DIRECTIONS FOR THIS TASK - The expected answer is the data below, printed verbatim without its pictures.

GIVEN INFORMATION -
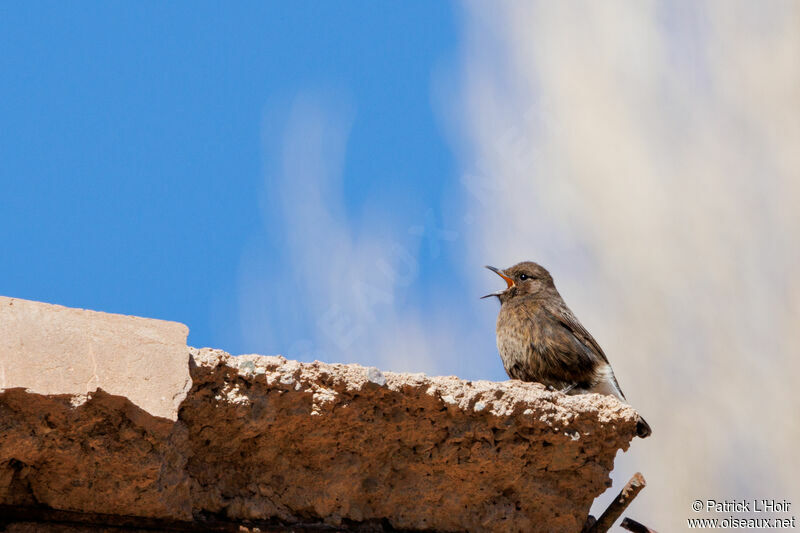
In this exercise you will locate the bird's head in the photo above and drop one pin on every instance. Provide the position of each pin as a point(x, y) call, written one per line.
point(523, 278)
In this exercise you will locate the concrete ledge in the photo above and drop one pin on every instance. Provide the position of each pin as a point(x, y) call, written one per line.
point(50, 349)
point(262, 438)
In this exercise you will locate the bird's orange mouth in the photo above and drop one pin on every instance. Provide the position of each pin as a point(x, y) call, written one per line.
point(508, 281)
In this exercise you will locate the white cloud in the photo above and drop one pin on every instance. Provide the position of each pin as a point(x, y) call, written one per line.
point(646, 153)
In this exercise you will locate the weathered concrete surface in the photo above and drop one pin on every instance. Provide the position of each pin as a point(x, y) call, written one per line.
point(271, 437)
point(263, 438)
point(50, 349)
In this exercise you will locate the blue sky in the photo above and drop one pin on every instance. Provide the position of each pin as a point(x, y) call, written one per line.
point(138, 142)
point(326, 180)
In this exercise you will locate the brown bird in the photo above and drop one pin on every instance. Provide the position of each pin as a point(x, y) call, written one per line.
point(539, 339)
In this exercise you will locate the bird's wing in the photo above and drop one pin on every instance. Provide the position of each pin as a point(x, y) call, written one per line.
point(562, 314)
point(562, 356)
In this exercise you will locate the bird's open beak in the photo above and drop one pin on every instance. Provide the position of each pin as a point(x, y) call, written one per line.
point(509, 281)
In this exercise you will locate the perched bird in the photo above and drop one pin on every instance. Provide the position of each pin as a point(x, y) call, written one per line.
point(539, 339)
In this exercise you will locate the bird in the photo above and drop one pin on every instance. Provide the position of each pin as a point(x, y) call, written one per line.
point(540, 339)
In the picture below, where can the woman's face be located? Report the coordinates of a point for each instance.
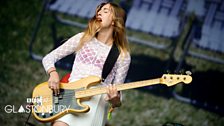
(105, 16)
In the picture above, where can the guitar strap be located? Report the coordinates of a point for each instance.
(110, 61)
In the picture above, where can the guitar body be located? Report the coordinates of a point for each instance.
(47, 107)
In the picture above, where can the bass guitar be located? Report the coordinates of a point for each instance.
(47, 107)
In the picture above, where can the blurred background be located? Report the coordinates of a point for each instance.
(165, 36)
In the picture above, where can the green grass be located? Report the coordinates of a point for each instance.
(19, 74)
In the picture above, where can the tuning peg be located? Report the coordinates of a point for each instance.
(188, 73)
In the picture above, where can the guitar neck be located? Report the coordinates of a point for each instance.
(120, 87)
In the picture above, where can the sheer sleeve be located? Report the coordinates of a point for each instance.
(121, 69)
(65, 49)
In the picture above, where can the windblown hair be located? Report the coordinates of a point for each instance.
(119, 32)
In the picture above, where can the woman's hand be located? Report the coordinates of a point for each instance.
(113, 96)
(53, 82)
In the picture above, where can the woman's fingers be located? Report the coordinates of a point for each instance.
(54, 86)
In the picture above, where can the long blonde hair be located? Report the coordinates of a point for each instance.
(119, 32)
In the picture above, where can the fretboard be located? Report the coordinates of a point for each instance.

RESPONSE FOR THIS EXERCISE -
In this exercise you will locate the bird's head in the photo above and drop one pin on every instance. Provide the position of each pin as a point(x, y) call, written one per line.
point(523, 278)
In this exercise you will locate the concrete ledge in the photo above and drop one pin on every instance. Provide the position of each pin as a point(x, y) call, written one per line.
point(50, 349)
point(262, 438)
In this exercise you will locate the bird's orange mouth in the photo above and drop one pin on every instance. Provide the position of each pin as a point(x, y) call, written one per line.
point(508, 281)
In this exercise you will locate the white cloud in the photo above and drop one pin on every instance. Provide the position of each pin as a point(x, y) call, written one per line.
point(646, 153)
In this exercise you will locate the weathered concrete surface in the photo above and drop one pin on every instance. Provide the position of each pin as a point(x, y) call, written one per line.
point(271, 437)
point(263, 438)
point(50, 349)
In this exercise you will locate the blue sky in the photo above and drop one pin on every instance. Provide the position of each pin as a point(x, y) call, written one per line.
point(138, 142)
point(326, 180)
In this exercise you will locate the brown bird in the photo above and drop one pin on every instance. Provide the position of each pin as a point(x, y) call, written one per line.
point(539, 339)
In this exercise you will locate the bird's wing in the photo above and drop one pin on every instance. Provide the position of each pin as a point(x, y) call, written one per line.
point(562, 314)
point(562, 356)
In this exercise you will locate the bird's open beak in the photo above and drop one pin on every instance. Provide the position of each pin as a point(x, y) call, written one per line.
point(509, 281)
In this exercise you will locate the perched bird in the photo above and drop one pin on every instance. Provide the position of each pin as a point(x, y) call, written one per line.
point(539, 339)
In this exercise you will locate the bird in the photo above and drop one pin on every instance. Provide the position of each pin as a point(x, y) call, written one per line.
point(540, 339)
In the picture below, where can the woman's face be located? Report the coordinates of a point for each instance.
(105, 16)
In the picture above, where can the guitar strap be located? Report the coordinates of a point for each instance.
(110, 61)
In the picture above, where can the guitar body be located? Report the coordinates of a point for each instance.
(47, 107)
In the picture above, where can the bass guitar be located? Report the coordinates of a point for each instance.
(47, 107)
In the picture above, where can the blurred background be located? Report the coordinates of a point for each instance.
(165, 36)
In the picture above, where can the green grass be located? Report the coordinates of a point for each instance.
(19, 74)
In the picture above, where can the tuning peg be located? Report the coordinates of a point for each instance.
(188, 73)
In the picture above, where can the guitar neck be located? Report the coordinates of a point for each instance.
(120, 87)
In the picture above, where can the sheer sleeve be located? Report the coordinates of a point for each instance.
(121, 69)
(65, 49)
In the picture above, where can the windblown hair be located? Report the coordinates of a point for each instance.
(119, 32)
In the picture above, where can the woman's hand be located? Report the coordinates of a point for each instance.
(113, 96)
(53, 82)
In the picture above, where can the woman's fingers be located? Report the coordinates of a point for each instance.
(54, 86)
In the picture above, where can the long blonde hair be located? Report the coordinates of a point for each instance.
(119, 32)
In the picture above, where can the fretboard be located? Report the coordinates of a point for each instance.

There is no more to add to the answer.